**Exercise details**
Output the material below word for word, starting at the line that contains "the distant landscape" and ending at the line that contains "point(65, 543)", including both of those lines and nothing else.

**Data lines**
.....
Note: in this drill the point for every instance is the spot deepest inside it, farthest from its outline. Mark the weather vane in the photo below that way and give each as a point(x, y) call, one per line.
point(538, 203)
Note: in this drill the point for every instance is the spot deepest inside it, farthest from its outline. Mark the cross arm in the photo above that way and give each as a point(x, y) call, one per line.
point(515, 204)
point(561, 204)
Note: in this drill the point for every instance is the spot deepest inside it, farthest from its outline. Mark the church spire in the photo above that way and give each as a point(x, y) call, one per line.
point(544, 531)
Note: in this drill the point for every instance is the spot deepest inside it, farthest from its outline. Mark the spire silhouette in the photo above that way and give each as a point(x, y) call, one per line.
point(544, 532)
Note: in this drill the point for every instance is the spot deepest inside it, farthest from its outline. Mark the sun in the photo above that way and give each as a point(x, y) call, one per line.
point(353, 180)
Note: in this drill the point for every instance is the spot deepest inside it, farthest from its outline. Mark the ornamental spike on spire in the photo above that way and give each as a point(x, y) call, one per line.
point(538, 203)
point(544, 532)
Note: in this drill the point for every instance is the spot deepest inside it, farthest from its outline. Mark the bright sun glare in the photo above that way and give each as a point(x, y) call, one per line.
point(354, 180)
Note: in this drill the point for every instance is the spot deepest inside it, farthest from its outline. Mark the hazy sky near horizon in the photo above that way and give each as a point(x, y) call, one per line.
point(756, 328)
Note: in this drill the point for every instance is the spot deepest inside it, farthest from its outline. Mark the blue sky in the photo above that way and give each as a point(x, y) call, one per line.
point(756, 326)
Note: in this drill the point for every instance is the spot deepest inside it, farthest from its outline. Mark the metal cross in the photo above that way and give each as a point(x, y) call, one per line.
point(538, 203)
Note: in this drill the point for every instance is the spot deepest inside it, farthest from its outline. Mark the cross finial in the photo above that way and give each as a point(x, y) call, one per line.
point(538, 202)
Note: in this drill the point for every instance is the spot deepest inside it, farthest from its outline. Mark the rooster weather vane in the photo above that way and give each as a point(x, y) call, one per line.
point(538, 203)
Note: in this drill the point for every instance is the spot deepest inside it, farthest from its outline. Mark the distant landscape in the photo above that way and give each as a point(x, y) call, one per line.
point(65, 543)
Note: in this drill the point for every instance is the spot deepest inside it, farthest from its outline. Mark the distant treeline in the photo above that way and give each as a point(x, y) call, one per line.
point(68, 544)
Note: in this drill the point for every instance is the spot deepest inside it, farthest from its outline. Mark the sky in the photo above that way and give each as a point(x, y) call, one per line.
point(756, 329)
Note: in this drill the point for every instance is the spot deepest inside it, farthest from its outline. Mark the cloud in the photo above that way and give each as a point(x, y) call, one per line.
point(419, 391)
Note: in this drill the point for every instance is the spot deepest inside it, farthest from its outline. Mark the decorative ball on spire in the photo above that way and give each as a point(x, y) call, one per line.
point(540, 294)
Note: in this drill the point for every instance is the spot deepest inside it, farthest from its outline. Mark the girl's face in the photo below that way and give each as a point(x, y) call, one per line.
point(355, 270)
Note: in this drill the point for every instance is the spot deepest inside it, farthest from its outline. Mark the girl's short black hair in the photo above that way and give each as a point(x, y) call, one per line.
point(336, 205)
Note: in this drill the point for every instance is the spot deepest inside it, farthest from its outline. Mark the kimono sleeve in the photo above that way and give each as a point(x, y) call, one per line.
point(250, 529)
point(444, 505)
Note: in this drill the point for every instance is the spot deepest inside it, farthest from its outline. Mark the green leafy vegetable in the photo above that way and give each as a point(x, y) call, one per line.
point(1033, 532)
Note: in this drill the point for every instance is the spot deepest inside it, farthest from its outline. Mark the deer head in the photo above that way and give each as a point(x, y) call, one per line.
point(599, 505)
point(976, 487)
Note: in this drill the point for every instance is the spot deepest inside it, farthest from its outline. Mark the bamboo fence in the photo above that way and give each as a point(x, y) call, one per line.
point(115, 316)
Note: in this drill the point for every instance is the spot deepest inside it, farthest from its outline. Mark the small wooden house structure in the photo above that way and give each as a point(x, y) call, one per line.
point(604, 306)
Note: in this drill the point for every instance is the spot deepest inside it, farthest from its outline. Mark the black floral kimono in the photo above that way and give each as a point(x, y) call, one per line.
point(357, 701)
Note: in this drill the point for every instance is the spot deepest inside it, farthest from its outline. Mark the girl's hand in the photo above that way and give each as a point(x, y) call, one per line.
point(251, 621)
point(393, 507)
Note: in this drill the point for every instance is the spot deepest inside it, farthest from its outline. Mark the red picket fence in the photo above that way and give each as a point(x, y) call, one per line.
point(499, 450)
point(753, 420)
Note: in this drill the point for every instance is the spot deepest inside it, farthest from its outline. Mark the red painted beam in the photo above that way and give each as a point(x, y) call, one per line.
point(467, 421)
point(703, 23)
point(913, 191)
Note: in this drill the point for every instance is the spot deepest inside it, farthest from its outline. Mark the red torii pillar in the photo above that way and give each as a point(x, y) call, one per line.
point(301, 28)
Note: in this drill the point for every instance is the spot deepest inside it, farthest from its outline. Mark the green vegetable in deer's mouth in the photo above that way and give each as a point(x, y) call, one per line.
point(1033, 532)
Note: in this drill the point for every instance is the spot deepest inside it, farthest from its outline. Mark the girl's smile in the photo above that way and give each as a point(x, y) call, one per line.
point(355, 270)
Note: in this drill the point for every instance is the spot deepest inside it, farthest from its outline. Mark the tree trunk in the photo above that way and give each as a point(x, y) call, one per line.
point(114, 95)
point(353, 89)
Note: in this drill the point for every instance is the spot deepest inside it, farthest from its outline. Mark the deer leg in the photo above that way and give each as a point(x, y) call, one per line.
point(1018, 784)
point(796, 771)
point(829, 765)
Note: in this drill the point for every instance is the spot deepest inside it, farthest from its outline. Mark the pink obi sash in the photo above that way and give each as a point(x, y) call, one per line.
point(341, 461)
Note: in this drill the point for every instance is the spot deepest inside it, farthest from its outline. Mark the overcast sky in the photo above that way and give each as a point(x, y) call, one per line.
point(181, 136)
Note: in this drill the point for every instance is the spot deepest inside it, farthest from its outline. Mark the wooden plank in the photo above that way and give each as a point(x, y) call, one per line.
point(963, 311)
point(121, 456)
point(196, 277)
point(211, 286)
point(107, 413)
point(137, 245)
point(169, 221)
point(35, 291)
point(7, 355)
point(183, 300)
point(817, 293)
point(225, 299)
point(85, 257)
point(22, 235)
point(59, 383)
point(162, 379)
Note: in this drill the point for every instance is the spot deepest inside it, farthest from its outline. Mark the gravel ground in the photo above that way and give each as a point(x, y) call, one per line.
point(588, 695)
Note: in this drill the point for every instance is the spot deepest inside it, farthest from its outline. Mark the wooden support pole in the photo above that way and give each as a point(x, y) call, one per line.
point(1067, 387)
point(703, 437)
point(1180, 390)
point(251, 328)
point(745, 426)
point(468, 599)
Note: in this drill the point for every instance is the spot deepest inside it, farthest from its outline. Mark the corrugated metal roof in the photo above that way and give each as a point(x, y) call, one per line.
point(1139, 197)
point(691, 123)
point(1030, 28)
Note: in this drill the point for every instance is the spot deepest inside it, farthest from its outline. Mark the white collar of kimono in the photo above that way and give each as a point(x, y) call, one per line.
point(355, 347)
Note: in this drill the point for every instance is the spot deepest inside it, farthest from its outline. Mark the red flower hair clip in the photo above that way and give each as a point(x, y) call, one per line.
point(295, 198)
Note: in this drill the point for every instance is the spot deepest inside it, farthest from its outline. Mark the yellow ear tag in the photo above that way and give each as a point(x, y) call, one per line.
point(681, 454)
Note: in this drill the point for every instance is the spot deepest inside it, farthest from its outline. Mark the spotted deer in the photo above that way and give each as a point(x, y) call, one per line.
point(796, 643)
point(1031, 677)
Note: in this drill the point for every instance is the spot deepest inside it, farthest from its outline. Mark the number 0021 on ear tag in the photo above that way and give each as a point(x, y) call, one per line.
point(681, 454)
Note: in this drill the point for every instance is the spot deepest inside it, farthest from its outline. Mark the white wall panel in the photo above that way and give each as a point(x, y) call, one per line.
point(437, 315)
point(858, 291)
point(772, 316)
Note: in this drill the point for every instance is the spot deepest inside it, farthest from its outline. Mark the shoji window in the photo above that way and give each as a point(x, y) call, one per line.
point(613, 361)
.....
**Solution to the exercise**
Note: in this drill the point for every instance is the spot deepest inside it, farthest from its outline. Mark the distant landscape in the photo above that way and give each as a point(x, y) call, one per line.
point(65, 543)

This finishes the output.